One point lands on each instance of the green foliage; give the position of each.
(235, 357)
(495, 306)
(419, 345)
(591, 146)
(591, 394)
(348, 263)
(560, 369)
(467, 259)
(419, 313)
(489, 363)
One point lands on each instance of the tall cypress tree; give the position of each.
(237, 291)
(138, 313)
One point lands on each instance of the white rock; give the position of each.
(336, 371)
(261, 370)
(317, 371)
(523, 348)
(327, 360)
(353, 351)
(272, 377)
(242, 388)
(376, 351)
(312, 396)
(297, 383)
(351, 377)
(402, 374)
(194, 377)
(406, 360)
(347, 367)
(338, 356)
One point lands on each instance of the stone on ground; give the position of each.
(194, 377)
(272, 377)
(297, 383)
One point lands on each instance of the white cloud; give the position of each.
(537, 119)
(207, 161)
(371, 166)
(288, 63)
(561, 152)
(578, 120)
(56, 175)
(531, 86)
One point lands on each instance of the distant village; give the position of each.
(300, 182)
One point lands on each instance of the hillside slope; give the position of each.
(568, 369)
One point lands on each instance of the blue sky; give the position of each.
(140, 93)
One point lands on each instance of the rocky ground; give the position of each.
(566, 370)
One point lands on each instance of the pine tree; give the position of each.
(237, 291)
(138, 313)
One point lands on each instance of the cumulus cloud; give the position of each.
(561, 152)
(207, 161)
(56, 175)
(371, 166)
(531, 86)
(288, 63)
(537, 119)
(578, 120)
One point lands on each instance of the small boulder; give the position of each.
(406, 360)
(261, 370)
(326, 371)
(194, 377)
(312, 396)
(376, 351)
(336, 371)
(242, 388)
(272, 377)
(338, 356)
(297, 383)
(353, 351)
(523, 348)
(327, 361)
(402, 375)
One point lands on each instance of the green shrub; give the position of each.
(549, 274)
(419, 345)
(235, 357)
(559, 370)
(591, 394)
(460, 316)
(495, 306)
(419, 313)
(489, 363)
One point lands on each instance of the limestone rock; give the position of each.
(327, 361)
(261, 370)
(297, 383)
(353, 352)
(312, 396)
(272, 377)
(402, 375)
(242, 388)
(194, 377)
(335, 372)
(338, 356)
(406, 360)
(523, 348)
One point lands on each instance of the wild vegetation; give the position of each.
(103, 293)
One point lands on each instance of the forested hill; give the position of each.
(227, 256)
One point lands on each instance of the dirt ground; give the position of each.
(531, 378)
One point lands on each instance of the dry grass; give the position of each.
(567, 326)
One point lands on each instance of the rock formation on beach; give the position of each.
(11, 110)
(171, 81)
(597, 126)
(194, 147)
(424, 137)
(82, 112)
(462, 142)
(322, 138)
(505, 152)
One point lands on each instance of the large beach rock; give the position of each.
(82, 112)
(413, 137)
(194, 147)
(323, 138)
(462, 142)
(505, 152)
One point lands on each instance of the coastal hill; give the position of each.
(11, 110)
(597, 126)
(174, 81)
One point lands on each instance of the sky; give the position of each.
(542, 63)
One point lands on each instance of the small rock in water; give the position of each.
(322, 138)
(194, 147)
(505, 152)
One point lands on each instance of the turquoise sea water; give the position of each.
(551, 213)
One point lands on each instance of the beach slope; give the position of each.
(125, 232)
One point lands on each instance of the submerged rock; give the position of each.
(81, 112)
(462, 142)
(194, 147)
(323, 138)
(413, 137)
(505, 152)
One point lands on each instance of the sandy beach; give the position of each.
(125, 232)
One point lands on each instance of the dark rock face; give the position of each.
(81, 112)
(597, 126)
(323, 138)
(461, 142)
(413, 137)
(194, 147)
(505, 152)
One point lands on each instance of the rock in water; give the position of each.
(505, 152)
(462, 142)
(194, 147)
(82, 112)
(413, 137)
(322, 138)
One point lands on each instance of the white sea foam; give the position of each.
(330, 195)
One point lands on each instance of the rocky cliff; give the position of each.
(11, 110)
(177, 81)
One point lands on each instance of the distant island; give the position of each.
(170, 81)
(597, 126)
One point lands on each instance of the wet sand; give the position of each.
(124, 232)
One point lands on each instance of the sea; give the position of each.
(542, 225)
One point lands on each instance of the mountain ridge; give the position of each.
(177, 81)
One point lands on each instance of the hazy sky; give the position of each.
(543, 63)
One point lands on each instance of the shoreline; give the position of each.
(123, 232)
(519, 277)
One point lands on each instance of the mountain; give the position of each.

======

[TASK DIRECTIONS]: All of the data above should be transcribed exactly.

[COMPLETE OUTPUT]:
One point lands on each instance of the green foliage; give the position of each.
(235, 357)
(495, 306)
(419, 345)
(591, 146)
(591, 394)
(348, 263)
(560, 369)
(467, 259)
(419, 313)
(489, 363)
One point lands on each instance of the tall cypress tree; give the position of each.
(237, 291)
(138, 313)
One point lands on each instance of the white rock; give the position of each.
(336, 371)
(261, 370)
(317, 371)
(523, 348)
(327, 360)
(353, 351)
(272, 377)
(242, 388)
(376, 351)
(312, 396)
(297, 383)
(351, 377)
(402, 374)
(194, 377)
(406, 360)
(347, 367)
(338, 356)
One point lands on each instance of the stone on ground; give the position of each.
(194, 377)
(272, 377)
(297, 383)
One point lands on each instance of the white cloud; give the position of each.
(537, 119)
(207, 161)
(371, 166)
(288, 63)
(561, 152)
(578, 120)
(56, 175)
(531, 86)
One point lands on each instance of the distant village; give the position of each.
(300, 182)
One point lands on each instance of the hillside slope; give the position of each.
(568, 369)
One point lands on each instance of the blue sky; give the position of each.
(140, 93)
One point lands on each instance of the rocky ground; give the position of each.
(566, 370)
One point lands on each instance of the pine tree; give the position of each.
(237, 291)
(138, 313)
One point lands on each instance of the cumulus cloud; give the position of each.
(561, 152)
(207, 161)
(56, 175)
(371, 166)
(531, 86)
(288, 63)
(537, 119)
(578, 120)
One point lands on each instance of the small boulder; give the position of each.
(406, 360)
(261, 370)
(326, 371)
(194, 377)
(312, 396)
(376, 351)
(336, 371)
(242, 388)
(272, 377)
(338, 356)
(297, 383)
(353, 351)
(523, 348)
(327, 361)
(402, 375)
One point lands on each instance of the green shrub; give the position of each.
(549, 274)
(419, 345)
(235, 357)
(559, 370)
(591, 394)
(460, 316)
(495, 306)
(419, 313)
(489, 363)
One point lands on each instance of the limestone rock; give the position of each.
(327, 361)
(261, 370)
(297, 383)
(353, 352)
(312, 396)
(272, 377)
(402, 375)
(242, 388)
(194, 377)
(335, 372)
(338, 356)
(406, 360)
(523, 348)
One point lands on each instance of the wild vegetation; give the position of each.
(103, 293)
One point lands on each instance of the forested hill; give the position of each.
(227, 256)
One point lands on each instance of the dirt ground; give the position of each.
(531, 378)
One point lands on each instance of the dry grass; give the position of each.
(567, 326)
One point lands on each instance of the rock formation on beach; give the position of each.
(11, 110)
(171, 81)
(597, 126)
(194, 147)
(424, 137)
(82, 112)
(462, 142)
(322, 138)
(505, 152)
One point lands on each instance of the large beach rock; give the position of each.
(82, 112)
(413, 137)
(194, 147)
(323, 138)
(462, 142)
(505, 152)
One point lands on each instance of the coastal hill; give the position of each.
(11, 110)
(597, 126)
(174, 81)
One point lands on each instance of the sky; give the position of each.
(542, 63)
One point lands on each instance of the small rock in water; give the position of each.
(322, 138)
(194, 147)
(505, 152)
One point lands on each instance of the turquoise sea water; give the position of each.
(551, 213)
One point lands on each instance of the beach slope; give the position of each.
(125, 232)
One point lands on each instance of the submerged rock; give the position of each.
(81, 112)
(462, 142)
(194, 147)
(323, 138)
(413, 137)
(505, 152)
One point lands on each instance of the sandy beach; give the position of each.
(125, 232)
One point lands on each instance of the dark rock face; give the position of each.
(81, 112)
(597, 126)
(323, 138)
(461, 142)
(413, 137)
(194, 147)
(505, 152)
One point lands on each instance of the rock in water; give the position of each.
(505, 152)
(462, 142)
(194, 147)
(82, 112)
(413, 137)
(322, 138)
One point lands on each instance of the white sea foam; give the position of each.
(330, 195)
One point lands on each instance of the rocky cliff; give the position of each.
(11, 110)
(177, 81)
One point lands on each instance of the distant island; give the position of each.
(170, 81)
(597, 126)
One point lands on each instance of the wet sand; give the position of each.
(124, 232)
One point lands on each instance of the sea; give the position of each.
(542, 225)
One point lands on each instance of the mountain ridge; give the position of each.
(177, 81)
One point lands on each instance of the hazy sky; give the position of each.
(543, 63)
One point lands on each instance of the shoreline; give the position of each.
(123, 232)
(519, 277)
One point lands on each instance of the mountain; give the position of each.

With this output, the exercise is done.